▸ Directions for this task
Exactly reproduce the lines from the one holding "Target: number 2 on jersey" through the final line of the listing below, with both ends included and nothing else.

[start of Stored rows]

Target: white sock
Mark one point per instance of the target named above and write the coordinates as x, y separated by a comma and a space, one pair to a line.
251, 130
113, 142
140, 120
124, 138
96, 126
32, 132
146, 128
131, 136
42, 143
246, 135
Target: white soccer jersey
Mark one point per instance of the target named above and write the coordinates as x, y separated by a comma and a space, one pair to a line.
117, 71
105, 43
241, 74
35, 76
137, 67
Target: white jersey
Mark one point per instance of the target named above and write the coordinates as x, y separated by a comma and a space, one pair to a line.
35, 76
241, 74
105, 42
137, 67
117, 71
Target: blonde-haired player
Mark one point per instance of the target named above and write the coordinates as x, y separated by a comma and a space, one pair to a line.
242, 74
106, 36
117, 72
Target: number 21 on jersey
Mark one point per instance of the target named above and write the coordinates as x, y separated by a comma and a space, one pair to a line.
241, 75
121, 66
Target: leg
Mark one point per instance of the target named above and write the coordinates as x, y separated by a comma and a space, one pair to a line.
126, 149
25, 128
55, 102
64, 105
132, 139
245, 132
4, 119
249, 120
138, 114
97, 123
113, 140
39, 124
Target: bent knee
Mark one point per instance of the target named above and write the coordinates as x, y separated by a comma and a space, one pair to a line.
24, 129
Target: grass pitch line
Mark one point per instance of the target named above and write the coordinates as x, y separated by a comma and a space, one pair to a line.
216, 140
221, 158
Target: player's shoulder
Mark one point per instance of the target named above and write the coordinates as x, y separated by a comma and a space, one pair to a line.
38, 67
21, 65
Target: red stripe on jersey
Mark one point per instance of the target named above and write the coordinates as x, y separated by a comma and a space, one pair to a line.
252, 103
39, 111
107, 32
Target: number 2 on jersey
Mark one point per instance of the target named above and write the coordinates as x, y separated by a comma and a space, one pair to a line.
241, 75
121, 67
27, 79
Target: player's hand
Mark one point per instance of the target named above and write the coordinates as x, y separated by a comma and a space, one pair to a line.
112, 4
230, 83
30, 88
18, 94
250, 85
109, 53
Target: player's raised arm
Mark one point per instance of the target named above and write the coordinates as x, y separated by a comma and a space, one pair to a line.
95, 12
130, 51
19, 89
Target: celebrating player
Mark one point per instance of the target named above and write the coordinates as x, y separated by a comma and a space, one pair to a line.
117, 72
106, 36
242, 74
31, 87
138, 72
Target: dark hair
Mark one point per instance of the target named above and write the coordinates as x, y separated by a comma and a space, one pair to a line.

[end of Stored rows]

▸ Correct result
Target: number 2 on jersey
Mark one point per instance of the target named above and write the coordinates as x, y separated by a comma and a space, one pair to a line.
241, 75
121, 67
27, 79
Target: player's hand
Mark one point per instance of the target named above and write the coordinates as x, y separated by a comma and a space, one pair to a line.
112, 4
230, 83
30, 88
18, 94
250, 85
109, 53
Target: player's raised arm
Mark one point per instance of the target named above and write the coordinates as x, y separated by a comma and a space, one pair to a line.
95, 12
130, 51
19, 89
Target: celebrating player
Mark one point per instance of the target named above and write the coordinates as x, y separated by a comma and a space, one pair to a line.
117, 72
106, 36
242, 74
31, 87
138, 72
Target: dark hair
Mark one point per instance of the target named above and write the coordinates as x, y separated by a comma and a space, one pair to a line.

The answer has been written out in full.